WHAT YOU WILL DO:
1. From the climate reflection, repeat word for word the passage starting with "Here are the" and going on through "champion emissions reductions.".
2. Answer these questions using the climate reflection:
(a) What is the title of the book the writer began reading?
(b) What section at the end of the book did the writer skip ahead to?
(c) What did Marcia Sprague's mention of postcards inspire the writer to start writing?

EXTRACTED TEXT:
Feeling exasperated at the political climate and unsafe to participate in rallies like a used to, I’m grateful for the Friday opportunities to bear witness, expressing our support for Black Lives Matter.  And feeling even more alarmed about how all the current challenges that have eclipsed perhaps the most existential threat – climate change – I began reading a book, The Future We Choose – sounds like training for the kindom to me! One of the authors, Christiana Figuerez, was the firebrand dynamo, the UN Executive Secretary for Climate Change when at last the Paris Agreement was accomplished in 2015. The three “mindsets” that the book posits to guide us toward the future we choose are:

  1. Stubborn Optimism
  2. Endless Abundance
  3. Radical Regeneration

Time doesn’t permit me to unpack these right now. Right now I want to share that I skipped ahead to the end of the book: “What You Can Do Now.”

Here are the first two steps of an action plan:

  • Take a deep breath and decide that collectively we can do this, and that you will play your part. You will be a hopeful visionary for humanity through these dark times. From this moment despair ends and tactics begin.

    And now for a tactic:

  • Decide that you will be a part of the politics of the future. You will vote for, campaign for, and support candidates who champion emissions reductions.

I decided that I needed participate in the “politics of the future.” But we can’t go around knocking on doors as I did on many weekends leading up to Obama’s election. That was the impetus to recall another lesson from Seekers in kindom building.  Marcia Sprague mentioned writing postcards for Getting Out the Vote, which inspired me to start writing Letters with Vote Forward, and Postcards to Voters. I realized this was one concrete thing I could do during COVID to act on our climate policies and promote change for the kindom.

DATA RECORDS:

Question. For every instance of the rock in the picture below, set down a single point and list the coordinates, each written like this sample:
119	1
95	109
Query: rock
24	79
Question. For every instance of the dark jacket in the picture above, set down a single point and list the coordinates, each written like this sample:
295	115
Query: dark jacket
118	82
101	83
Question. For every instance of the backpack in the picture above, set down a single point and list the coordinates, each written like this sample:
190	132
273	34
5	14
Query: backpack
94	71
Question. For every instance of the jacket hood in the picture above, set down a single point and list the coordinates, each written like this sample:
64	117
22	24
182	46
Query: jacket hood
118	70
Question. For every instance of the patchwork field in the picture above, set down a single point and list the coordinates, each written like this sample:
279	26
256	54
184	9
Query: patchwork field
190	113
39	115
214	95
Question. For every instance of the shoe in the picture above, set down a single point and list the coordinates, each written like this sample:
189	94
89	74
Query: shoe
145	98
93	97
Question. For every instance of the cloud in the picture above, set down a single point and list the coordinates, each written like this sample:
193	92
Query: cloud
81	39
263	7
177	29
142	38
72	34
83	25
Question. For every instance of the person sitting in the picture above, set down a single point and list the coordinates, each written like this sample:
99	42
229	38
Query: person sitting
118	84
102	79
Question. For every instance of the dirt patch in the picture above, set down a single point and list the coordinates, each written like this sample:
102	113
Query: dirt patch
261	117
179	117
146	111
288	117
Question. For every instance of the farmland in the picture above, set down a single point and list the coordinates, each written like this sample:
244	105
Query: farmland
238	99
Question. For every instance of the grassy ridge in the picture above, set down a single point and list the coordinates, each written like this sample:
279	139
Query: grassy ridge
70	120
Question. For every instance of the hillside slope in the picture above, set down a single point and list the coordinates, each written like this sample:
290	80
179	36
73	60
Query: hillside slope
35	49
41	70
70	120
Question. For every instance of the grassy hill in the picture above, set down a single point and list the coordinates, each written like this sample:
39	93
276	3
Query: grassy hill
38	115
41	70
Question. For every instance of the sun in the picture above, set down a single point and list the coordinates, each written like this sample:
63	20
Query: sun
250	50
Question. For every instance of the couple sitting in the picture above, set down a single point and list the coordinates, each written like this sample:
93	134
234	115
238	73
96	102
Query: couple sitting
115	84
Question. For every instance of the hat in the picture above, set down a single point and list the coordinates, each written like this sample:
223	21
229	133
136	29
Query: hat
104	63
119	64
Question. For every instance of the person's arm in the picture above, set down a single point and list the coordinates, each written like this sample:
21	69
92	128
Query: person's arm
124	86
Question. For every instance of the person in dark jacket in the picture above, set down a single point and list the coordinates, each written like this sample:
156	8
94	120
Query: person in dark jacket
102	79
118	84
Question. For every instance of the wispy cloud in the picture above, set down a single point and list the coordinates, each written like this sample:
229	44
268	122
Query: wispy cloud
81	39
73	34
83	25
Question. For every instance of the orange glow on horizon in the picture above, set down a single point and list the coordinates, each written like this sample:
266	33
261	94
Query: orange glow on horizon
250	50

...

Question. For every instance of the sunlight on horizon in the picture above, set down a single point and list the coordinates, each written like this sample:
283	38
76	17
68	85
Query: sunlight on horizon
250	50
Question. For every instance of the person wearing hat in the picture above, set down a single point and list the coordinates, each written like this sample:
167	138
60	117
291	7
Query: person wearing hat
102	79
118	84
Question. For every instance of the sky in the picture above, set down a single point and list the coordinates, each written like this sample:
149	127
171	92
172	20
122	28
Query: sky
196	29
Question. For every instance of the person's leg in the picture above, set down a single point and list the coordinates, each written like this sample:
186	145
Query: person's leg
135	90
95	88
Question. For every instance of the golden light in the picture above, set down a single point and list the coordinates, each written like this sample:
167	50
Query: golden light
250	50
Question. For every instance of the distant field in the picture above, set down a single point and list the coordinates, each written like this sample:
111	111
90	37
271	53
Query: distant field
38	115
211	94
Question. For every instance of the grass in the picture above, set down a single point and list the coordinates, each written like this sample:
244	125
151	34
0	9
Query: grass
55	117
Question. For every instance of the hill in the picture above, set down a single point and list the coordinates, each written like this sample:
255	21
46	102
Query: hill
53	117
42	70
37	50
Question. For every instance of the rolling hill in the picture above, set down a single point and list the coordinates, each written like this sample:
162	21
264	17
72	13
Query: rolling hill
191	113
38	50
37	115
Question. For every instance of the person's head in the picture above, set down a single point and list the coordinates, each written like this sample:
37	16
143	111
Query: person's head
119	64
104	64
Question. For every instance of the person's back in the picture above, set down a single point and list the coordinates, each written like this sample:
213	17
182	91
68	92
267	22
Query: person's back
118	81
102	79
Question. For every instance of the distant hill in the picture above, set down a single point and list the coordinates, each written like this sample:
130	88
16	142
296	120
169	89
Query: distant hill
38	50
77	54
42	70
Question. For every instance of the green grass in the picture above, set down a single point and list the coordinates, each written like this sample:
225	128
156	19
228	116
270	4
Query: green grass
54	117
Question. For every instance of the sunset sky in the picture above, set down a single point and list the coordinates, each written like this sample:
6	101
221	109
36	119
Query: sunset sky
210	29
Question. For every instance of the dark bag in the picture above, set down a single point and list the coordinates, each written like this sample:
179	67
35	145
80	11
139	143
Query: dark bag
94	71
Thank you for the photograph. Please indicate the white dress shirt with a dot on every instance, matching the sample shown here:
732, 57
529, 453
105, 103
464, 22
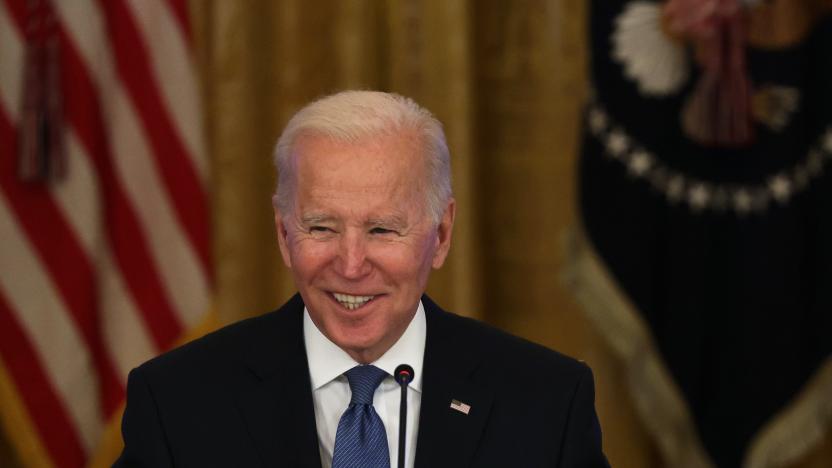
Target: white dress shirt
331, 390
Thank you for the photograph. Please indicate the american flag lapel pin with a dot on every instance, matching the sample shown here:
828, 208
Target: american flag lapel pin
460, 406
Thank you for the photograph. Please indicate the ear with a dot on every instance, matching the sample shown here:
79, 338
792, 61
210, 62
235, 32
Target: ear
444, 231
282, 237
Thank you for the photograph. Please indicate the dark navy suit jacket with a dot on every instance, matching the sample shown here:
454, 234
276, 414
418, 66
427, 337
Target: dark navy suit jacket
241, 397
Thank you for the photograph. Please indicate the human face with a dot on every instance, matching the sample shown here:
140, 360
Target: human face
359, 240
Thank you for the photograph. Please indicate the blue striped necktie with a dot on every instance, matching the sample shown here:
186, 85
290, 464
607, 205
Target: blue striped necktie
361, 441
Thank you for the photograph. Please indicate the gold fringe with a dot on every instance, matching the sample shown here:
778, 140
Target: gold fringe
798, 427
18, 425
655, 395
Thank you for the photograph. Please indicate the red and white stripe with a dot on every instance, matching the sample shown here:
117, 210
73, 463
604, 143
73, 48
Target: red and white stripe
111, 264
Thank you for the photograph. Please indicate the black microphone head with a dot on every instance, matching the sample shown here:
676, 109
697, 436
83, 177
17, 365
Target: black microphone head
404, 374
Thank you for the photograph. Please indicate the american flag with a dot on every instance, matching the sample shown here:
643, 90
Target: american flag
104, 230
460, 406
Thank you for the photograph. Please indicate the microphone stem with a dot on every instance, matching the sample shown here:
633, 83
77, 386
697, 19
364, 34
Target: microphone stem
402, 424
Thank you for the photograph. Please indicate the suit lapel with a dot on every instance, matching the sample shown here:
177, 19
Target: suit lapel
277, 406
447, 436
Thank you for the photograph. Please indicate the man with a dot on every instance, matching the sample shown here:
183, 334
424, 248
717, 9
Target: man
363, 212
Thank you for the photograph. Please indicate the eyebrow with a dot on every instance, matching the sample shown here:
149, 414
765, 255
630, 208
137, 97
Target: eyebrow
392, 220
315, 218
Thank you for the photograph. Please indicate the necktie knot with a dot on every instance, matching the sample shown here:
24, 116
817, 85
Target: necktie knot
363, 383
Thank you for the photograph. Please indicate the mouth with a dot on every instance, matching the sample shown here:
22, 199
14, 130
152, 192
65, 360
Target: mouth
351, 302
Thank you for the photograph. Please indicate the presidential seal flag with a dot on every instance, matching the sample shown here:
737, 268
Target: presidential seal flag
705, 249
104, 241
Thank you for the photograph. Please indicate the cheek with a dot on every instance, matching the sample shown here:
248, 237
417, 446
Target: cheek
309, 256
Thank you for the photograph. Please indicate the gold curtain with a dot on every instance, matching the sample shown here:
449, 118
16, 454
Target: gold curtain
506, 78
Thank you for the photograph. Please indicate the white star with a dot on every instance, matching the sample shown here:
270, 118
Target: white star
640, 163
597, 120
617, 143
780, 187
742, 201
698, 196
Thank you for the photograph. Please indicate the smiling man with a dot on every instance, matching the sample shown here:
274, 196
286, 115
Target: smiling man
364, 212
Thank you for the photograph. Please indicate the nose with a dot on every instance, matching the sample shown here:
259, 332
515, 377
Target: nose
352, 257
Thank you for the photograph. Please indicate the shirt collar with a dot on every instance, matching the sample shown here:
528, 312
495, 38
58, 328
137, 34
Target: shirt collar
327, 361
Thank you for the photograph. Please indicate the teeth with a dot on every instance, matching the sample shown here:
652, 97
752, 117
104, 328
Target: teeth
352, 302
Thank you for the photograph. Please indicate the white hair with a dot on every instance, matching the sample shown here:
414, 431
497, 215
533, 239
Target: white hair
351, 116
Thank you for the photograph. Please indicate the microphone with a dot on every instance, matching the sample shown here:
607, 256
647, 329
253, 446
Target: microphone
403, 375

==

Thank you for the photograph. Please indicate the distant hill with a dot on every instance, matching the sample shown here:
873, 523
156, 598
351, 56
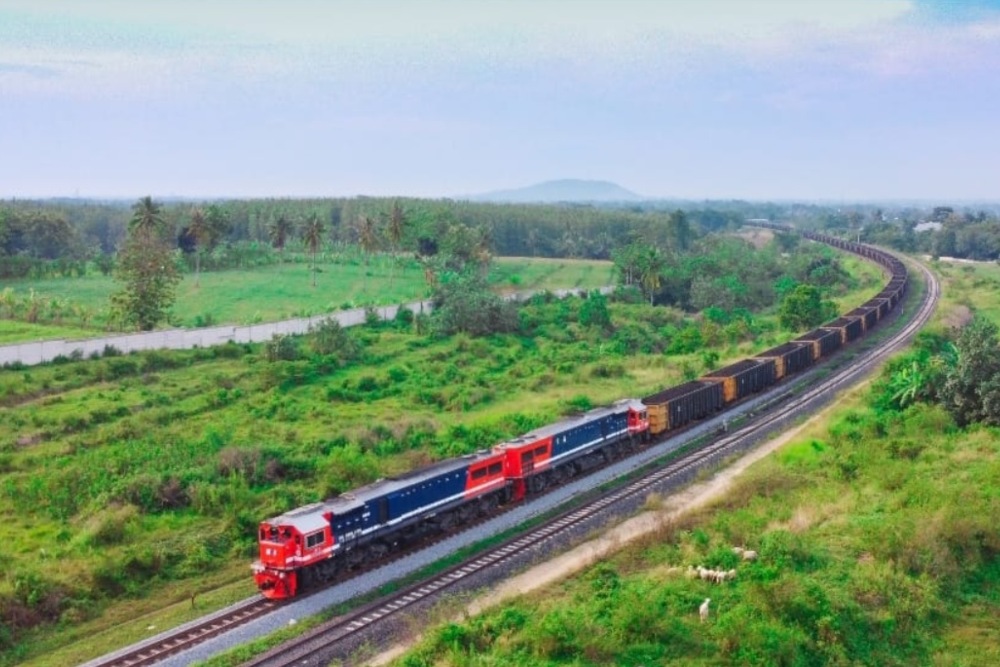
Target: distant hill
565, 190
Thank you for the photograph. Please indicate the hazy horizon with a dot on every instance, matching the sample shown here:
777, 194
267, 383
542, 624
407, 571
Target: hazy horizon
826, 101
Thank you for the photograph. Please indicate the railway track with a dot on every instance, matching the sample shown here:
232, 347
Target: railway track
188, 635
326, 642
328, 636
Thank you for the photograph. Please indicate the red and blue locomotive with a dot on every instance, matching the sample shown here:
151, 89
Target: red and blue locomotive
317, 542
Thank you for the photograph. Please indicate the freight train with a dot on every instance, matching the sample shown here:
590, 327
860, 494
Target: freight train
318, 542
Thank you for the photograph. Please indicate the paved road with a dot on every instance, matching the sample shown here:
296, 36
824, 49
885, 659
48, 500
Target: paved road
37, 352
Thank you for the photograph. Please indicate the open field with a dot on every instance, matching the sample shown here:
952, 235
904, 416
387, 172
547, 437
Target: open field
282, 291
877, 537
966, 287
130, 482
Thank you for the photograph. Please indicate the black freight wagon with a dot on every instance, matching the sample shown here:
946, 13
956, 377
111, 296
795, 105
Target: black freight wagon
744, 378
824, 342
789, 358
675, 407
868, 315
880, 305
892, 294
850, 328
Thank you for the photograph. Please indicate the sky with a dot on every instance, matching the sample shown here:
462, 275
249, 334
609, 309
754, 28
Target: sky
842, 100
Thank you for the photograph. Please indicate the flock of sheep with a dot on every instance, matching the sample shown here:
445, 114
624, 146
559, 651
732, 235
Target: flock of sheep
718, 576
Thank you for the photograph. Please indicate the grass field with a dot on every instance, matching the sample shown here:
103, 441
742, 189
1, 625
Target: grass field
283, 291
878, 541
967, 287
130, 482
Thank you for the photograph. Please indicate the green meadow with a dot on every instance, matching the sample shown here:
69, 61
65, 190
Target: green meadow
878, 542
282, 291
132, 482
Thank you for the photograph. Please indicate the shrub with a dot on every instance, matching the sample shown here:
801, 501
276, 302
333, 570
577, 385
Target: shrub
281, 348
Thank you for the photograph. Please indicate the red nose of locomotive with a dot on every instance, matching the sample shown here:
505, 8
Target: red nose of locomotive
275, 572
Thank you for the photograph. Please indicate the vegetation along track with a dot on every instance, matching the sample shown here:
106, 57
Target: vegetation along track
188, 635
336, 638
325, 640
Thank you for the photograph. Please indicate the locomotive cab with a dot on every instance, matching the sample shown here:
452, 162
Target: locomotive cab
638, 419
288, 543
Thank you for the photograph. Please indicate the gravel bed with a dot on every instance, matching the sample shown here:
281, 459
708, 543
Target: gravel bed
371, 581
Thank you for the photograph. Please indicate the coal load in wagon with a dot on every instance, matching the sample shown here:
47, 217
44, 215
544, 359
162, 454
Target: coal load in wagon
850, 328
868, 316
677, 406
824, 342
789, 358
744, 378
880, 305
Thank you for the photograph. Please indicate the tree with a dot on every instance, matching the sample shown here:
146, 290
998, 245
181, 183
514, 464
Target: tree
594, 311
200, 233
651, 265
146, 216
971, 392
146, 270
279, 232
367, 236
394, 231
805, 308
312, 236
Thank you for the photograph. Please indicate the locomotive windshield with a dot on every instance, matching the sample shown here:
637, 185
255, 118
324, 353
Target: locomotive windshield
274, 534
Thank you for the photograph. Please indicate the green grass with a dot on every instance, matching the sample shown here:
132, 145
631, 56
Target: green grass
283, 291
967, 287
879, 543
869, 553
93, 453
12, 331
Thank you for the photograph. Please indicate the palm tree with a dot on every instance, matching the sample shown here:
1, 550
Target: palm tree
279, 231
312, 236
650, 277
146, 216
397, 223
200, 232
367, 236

SOLUTIONS BELOW:
1.
Here are the first two steps of an action plan:

  • Take a deep breath and decide that collectively we can do this, and that you will play your part. You will be a hopeful visionary for humanity through these dark times. From this moment despair ends and tactics begin.

    And now for a tactic:

  • Decide that you will be a part of the politics of the future. You will vote for, campaign for, and support candidates who champion emissions reductions.

2.
(a) The Future We Choose
(b) "What You Can Do Now."
(c) Letters with Vote Forward, and Postcards to Voters